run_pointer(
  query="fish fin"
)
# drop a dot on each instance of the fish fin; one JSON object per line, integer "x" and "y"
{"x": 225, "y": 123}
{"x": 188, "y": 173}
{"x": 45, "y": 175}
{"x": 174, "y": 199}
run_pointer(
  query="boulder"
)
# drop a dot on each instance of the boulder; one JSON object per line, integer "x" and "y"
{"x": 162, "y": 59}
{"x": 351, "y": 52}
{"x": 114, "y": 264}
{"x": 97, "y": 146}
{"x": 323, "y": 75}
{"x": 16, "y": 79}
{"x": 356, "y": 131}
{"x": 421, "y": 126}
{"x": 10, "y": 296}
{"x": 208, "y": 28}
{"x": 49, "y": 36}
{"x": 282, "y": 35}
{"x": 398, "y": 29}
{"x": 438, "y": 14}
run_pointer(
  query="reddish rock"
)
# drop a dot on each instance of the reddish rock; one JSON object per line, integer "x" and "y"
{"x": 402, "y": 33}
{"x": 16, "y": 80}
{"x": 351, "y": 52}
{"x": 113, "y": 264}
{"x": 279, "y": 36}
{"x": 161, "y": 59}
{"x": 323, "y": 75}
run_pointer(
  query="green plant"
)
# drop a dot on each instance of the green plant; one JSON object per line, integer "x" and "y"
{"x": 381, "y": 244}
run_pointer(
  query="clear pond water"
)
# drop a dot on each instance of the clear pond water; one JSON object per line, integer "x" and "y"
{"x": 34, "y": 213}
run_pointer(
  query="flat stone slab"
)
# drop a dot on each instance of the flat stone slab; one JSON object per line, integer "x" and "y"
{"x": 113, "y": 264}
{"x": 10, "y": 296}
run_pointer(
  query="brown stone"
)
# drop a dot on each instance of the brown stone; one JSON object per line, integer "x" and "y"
□ □ □
■ **REQUIRED ACTION**:
Reproduce the data exactly, altering nothing.

■ **EXERCISE RESULT**:
run_pointer(
  query="fish fin"
)
# drop a dot on each instance of the fish fin; one JSON object per line, integer "x" and "y"
{"x": 225, "y": 123}
{"x": 188, "y": 173}
{"x": 45, "y": 175}
{"x": 174, "y": 199}
run_pointer(
  query="boulder"
)
# drop a dot on each instance of the boulder; one JSON object per line, integer "x" and "y"
{"x": 162, "y": 59}
{"x": 351, "y": 52}
{"x": 114, "y": 264}
{"x": 97, "y": 146}
{"x": 323, "y": 75}
{"x": 16, "y": 79}
{"x": 356, "y": 131}
{"x": 421, "y": 126}
{"x": 10, "y": 296}
{"x": 208, "y": 28}
{"x": 49, "y": 36}
{"x": 282, "y": 35}
{"x": 398, "y": 29}
{"x": 438, "y": 14}
run_pointer(
  query="reddish rock"
)
# drop a dot on each instance of the reddish rock; one JSON object per line, integer "x" and "y"
{"x": 402, "y": 33}
{"x": 16, "y": 80}
{"x": 351, "y": 52}
{"x": 113, "y": 264}
{"x": 279, "y": 36}
{"x": 161, "y": 59}
{"x": 323, "y": 75}
run_pointer(
  query="green plant"
)
# drop a dot on each instance of the green plant; one JSON object per line, integer "x" and "y"
{"x": 381, "y": 244}
run_pointer(
  query="clear pond water"
)
# drop a dot on each instance of the clear pond water; one JSON object per line, integer "x" and "y"
{"x": 34, "y": 213}
run_pointer(
  query="flat stone slab"
)
# drop a dot on each instance of the flat stone slab; one JSON object per line, integer "x" and "y"
{"x": 113, "y": 264}
{"x": 10, "y": 296}
run_pointer(
  query="brown stone"
)
# drop a dot on each instance of the brown stone; one JSON object per line, integer "x" and "y"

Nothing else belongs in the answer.